**Exercise objective**
Determine how many lines of the listing below contain the string "cone", and reply with the number alone.

--- START Material shown ---

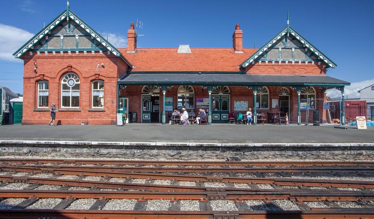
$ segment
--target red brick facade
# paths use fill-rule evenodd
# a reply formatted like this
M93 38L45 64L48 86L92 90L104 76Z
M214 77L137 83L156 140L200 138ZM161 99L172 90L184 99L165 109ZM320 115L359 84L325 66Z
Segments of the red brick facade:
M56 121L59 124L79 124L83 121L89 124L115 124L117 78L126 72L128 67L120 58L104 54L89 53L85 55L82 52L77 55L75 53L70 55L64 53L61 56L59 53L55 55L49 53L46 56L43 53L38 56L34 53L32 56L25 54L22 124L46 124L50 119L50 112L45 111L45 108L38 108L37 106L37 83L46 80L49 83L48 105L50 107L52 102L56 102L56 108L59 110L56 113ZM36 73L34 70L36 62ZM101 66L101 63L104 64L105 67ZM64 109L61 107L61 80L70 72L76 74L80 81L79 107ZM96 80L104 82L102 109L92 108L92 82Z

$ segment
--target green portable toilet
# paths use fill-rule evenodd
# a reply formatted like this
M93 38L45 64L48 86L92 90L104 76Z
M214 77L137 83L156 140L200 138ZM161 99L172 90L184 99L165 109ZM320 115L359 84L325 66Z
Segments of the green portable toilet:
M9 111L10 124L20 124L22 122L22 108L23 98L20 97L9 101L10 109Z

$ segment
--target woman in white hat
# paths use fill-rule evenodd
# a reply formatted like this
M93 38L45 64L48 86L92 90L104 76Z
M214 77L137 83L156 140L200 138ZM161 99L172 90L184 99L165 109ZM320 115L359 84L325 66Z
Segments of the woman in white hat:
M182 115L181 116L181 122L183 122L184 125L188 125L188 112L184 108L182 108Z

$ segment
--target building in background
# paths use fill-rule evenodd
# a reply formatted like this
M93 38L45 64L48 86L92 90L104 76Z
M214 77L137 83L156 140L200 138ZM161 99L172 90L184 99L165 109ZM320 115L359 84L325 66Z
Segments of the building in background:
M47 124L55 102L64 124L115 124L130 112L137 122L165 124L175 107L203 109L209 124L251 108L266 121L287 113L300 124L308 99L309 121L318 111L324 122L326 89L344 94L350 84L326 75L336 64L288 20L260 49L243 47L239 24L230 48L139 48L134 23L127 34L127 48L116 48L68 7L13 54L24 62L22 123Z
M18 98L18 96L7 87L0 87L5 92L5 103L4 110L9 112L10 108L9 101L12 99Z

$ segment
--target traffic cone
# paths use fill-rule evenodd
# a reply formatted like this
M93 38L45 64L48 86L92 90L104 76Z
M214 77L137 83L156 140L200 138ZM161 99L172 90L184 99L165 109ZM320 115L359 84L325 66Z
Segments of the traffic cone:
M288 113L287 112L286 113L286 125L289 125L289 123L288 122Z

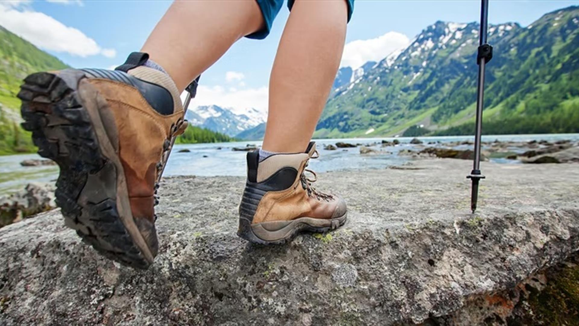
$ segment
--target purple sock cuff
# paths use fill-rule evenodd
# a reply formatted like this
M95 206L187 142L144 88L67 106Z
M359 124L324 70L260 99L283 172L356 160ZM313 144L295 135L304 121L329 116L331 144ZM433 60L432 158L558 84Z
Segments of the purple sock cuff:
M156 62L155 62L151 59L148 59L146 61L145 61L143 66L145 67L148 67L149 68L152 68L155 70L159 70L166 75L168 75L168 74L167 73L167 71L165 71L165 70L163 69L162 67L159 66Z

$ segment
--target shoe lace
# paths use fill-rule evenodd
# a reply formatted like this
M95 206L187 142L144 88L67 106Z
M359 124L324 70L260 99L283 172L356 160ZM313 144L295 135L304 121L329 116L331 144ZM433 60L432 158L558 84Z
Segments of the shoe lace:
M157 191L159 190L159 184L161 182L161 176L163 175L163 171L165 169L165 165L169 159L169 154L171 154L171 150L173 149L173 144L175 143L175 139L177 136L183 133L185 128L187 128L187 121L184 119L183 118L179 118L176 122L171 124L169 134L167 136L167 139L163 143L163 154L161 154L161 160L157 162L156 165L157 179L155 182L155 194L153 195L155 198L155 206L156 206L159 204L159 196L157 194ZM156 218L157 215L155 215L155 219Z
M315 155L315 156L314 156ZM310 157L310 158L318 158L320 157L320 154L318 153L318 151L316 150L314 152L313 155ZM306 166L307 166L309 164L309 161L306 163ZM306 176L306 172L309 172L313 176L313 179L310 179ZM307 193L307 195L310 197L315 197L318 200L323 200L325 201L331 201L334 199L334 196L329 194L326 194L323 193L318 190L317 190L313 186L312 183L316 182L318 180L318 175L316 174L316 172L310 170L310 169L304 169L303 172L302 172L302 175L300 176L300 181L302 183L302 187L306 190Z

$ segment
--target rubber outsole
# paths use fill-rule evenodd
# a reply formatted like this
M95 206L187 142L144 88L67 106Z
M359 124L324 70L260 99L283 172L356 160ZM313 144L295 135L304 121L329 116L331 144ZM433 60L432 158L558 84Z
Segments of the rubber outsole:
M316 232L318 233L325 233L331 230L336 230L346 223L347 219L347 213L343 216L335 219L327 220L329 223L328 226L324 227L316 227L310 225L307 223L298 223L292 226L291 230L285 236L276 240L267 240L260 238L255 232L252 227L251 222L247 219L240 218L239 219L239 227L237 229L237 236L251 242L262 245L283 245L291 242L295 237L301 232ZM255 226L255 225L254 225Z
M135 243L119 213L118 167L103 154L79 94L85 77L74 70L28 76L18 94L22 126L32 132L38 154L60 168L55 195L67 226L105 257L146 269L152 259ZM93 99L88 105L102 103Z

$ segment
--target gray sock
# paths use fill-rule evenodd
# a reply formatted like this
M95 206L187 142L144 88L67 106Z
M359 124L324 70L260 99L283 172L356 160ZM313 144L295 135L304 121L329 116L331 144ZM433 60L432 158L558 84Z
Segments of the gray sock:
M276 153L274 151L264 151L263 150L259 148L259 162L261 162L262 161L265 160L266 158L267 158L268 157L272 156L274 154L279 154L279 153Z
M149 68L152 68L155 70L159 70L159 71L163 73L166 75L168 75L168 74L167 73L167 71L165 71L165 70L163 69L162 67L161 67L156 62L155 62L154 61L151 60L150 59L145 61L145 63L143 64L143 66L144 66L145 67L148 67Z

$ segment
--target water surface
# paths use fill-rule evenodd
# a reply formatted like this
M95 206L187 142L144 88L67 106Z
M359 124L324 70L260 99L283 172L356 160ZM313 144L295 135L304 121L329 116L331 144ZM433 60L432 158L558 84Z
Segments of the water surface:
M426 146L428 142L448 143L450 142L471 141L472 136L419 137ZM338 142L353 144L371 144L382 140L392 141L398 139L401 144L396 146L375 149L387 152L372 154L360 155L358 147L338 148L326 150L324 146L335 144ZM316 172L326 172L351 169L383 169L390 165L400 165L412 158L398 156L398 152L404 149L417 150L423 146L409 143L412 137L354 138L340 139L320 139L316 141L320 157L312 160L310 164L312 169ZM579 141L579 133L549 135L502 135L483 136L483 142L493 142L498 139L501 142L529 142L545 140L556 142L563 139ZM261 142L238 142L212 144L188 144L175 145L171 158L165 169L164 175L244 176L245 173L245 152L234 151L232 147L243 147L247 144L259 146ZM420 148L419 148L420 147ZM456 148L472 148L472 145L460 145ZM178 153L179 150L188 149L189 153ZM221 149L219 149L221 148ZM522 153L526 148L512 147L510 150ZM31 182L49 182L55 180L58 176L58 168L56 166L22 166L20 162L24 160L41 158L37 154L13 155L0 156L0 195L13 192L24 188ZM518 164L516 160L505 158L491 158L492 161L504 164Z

--- END Material shown ---

**Task answer**
2